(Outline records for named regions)

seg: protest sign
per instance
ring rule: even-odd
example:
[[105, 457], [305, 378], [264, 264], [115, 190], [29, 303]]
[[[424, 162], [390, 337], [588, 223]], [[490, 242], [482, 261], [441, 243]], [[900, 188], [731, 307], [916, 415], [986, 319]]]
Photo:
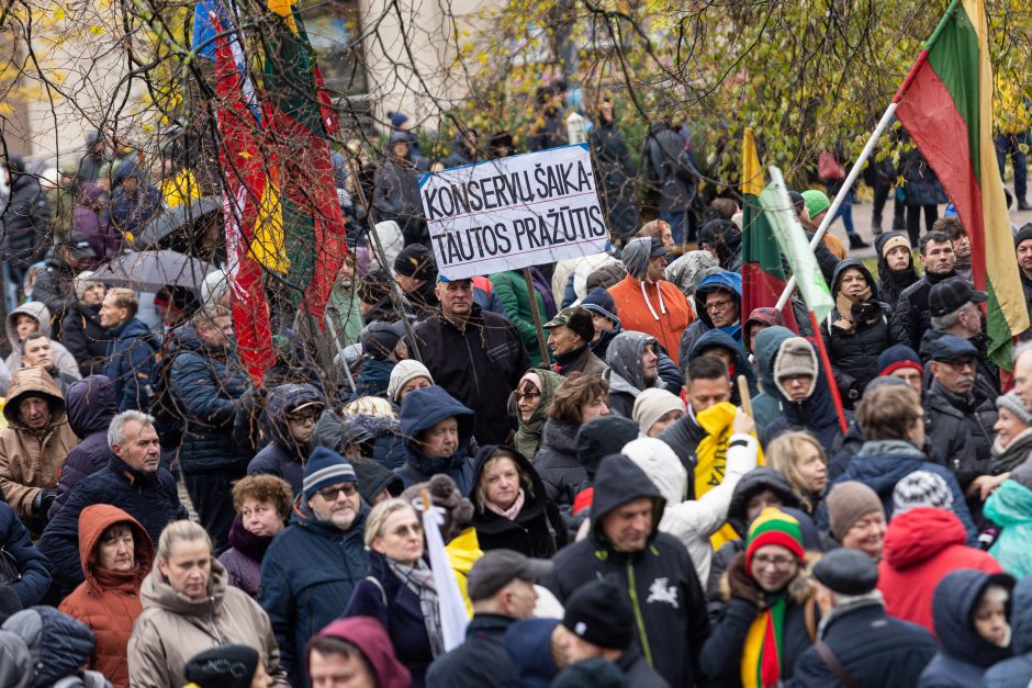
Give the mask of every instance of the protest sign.
[[606, 250], [587, 144], [423, 174], [437, 269], [449, 280]]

Task statement: From the material above, copy out each line that includes the word "protest".

Result of this exercise:
seg: protest sign
Give the mask of every instance of the protest sign.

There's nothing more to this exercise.